Pertegaz. Canal de Isabel II

No sé qué tiene una noche oscura y fría que hace que te sientas muy cerca de alguien con quien duermes. Cuando hablas con él es como si fuerais las únicas personas despiertas de toda la ciudad“.

Arranco el día de los aviones por el cielo y los soldados a pie abriendo al azar a Carson McCullers y su primer relato publicado,”Sucker“, en  “El Aliento del Cielo” (Seix Barral). Uno de los libros que sobrevivieron a las inundaciones de julio. En adelante, hablaré del “Verano de las Inundaciones” o incluso del “Año de las Inundaciones” como se habla en las guías de viajes de papel perfumado de un acontecimiento que se lleva por delante sombreros, planes y veredas.

-=-=-=-=-

TAREAS REQUERIDAS
1 - Enumera las cosas que, según el texto sobre las inundaciones de julio, se lleva por delante el acontecimiento del que hablan las guías de viajes.
2 - Por favor, prolonga el texto sobre las inundaciones de julio a partir de su última frase.

-=-=-=-=-

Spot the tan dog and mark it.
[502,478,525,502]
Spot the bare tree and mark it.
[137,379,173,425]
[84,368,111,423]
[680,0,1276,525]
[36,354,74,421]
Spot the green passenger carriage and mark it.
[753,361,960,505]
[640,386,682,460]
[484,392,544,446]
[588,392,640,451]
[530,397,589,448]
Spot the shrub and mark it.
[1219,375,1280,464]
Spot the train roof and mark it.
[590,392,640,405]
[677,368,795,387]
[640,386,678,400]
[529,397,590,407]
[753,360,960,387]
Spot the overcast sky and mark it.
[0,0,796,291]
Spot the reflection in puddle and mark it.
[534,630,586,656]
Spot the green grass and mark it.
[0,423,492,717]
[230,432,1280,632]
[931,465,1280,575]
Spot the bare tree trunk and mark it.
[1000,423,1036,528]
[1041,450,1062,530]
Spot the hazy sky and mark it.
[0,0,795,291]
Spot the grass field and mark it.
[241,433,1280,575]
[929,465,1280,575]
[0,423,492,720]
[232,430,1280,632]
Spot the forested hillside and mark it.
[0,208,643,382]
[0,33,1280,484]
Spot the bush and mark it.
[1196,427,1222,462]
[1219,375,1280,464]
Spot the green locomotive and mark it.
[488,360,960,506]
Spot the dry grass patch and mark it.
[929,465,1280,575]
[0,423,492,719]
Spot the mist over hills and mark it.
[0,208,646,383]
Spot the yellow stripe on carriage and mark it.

-=-=-=-=-

RESPUESTAS EN ORDEN
1 - Sombreros, planes y veredas.

2 -
En Burgos, por ejemplo, esa ciudad a la que vuelvo con la excusa redonda de mis viajes a Asturias, siempre me fijo en las marcas de piedra de su Plaza Mayor. Hasta aquí llegó el agua, seguido de una fecha, no recuerdo. Una placa o varias dan fe del cruel impacto líquido y uno piensa que el detalle enseñorea aún más a la city castellana de los torreznos crujientes en su punto y de la catedral mejor clavada en las tripas de piedra que haya visto nunca.

Yo he puesto marcas de los Estragos de este Año, con mayúsculas. Son fábulas con letras, por ejemplo: “El verano de la primera crecida me había comprado un absurdo vestido color azul celeste, con un volante terco y desalmado”.  O “El verano del Agua” (así, para abreviar), unas manos de hierro me lanzaron tan zombie e indefensa sobre la Castellana, ese océano rojo si lo cruzas al sol- y me trastabillé como Alicia tontuela buscando el agujero donde estaría el Conejo. (“Deprisa, deprisa”, habría de decir).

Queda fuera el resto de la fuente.